#### Text section:
[start]

Noted, Thanks, SpeedJason.


----------



## Wudscrasher (Jan 27, 2019)

Hmmm. Targa is $330 ? I said price is not an issue, but...anyone else have a metal base binding around $200? Then again, If I can get another 15 years from a binding, price is worth it?


----------



## zc1 (Feb 20, 2017)

Phedder said:


> Read the title and came in to suggest the Targa as well.


Same here, lol.



Wudscrasher said:


> Hmmm. Targa is $330 ? I said price is not an issue, but...anyone else have a metal base binding around $200?


https://www.evo.com/outlet/snowboar...ga-snowboard-bindings-2017-black-white-se.jpg


Nitro Phantom and Machine bindings might also be of interest, although I have no experience with them. Targas are solid.


----------



## Wudscrasher (Jan 27, 2019)

Well, since there's been a few Targa recommendations, I will definitely check out the stores here in NoCO and see if I can get hands on a pair. Appreciate the posts, y'all!


----------



## neni (Dec 24, 2012)

The guys in my pack ride your numbers (years, size, speed) and use stuff like NOW O-Drive or Burton Diode - w/o ever blowing anything.


----------



## lab49232 (Sep 13, 2011)

Find an older model for sale or wait a month and this years will go on sale. You should be ble to find a previous year for sub $200 only difference between the last two years is color way


----------



## speedjason (May 2, 2013)

Wudscrasher said:


> Hmmm. Targa is $330 ? I said price is not an issue, but...anyone else have a metal base binding around $200? Then again, If I can get another 15 years from a binding, price is worth it?


I have never seen metal base bindings. Most of them are composite.
Union has magnesium heel cups.


----------



## Chielsen (Oct 27, 2016)

speedjason said:


> I have never seen metal base bindings. Most of them are composite.
> Union has magnesium heel cups.


The only ones I can think of would be Karakoram's mounted on a solid with their quiver connnectors. (outside of splitboard bindings on actual splitboards ofc)


----------



## Nivek (Jan 24, 2008)

You have some misconceptions on plastic that likely stem from older stuff that was simple polycarbonate construction. Higher end stuff nowadays is better and more accurately built, and nylon with either fiberglass or carbon additives. Those are as strong or stronger than aluminium in many ways.

[end]

#### Information supplied:
[start]

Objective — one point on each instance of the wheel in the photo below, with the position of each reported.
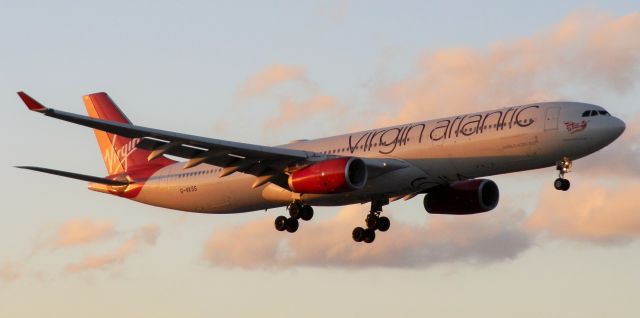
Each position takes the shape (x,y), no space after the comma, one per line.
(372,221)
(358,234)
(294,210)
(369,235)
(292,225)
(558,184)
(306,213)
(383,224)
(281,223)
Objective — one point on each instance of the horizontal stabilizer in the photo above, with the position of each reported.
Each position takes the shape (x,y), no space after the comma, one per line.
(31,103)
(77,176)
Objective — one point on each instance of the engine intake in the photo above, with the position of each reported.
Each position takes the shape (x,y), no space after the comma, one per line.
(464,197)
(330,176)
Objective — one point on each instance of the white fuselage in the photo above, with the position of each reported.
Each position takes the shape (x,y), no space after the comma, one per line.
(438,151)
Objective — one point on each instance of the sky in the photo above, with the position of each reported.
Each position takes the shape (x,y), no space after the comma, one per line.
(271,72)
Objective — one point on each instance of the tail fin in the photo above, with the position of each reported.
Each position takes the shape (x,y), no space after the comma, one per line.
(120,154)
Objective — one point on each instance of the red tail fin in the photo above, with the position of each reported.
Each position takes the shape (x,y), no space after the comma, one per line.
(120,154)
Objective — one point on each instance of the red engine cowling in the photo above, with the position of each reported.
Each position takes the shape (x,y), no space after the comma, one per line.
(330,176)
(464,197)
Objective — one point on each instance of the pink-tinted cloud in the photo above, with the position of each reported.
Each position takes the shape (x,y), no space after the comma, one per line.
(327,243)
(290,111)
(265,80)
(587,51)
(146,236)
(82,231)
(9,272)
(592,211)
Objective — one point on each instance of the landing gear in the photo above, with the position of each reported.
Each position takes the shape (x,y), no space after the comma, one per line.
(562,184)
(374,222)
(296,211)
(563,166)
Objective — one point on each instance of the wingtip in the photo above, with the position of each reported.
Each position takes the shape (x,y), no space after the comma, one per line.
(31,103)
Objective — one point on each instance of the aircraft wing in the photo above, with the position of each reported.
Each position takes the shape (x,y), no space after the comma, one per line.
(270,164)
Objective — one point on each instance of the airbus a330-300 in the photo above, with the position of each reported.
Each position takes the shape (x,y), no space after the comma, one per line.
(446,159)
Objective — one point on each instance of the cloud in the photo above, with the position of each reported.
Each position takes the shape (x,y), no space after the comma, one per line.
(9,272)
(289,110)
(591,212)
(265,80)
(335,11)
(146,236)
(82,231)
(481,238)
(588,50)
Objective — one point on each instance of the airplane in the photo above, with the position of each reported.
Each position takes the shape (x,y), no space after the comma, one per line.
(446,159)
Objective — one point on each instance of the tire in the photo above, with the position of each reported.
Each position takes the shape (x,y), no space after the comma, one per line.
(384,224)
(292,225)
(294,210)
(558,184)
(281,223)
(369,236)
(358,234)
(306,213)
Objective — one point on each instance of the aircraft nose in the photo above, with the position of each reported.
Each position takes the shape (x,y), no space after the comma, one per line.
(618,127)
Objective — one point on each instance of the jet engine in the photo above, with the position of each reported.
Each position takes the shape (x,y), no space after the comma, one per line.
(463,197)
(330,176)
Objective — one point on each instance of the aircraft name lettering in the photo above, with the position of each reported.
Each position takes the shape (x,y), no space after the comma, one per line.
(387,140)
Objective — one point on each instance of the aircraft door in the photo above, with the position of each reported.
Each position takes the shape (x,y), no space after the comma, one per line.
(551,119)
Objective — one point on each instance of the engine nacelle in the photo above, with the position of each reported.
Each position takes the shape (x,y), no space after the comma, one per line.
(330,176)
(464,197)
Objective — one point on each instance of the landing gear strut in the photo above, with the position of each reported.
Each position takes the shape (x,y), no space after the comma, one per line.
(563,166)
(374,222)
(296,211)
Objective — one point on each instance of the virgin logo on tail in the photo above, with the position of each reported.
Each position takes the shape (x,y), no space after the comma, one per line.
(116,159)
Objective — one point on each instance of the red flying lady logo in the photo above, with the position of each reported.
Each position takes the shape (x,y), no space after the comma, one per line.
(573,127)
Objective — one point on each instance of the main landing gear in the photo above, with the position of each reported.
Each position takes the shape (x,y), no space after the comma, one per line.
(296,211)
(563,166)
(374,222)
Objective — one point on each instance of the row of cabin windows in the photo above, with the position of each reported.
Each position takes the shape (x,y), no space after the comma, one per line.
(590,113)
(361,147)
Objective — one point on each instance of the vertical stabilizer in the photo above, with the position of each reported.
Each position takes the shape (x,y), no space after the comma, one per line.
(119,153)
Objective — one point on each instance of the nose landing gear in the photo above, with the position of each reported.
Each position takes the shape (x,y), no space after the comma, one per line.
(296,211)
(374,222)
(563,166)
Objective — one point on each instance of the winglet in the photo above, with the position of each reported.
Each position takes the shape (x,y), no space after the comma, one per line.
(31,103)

[end]

#### What you should do:
In the snowboard binding thread, what material does speedjason say Union uses for its heel cups? The listing has nothing to do with the snowboard binding thread.

#### Final result:
Magnesium.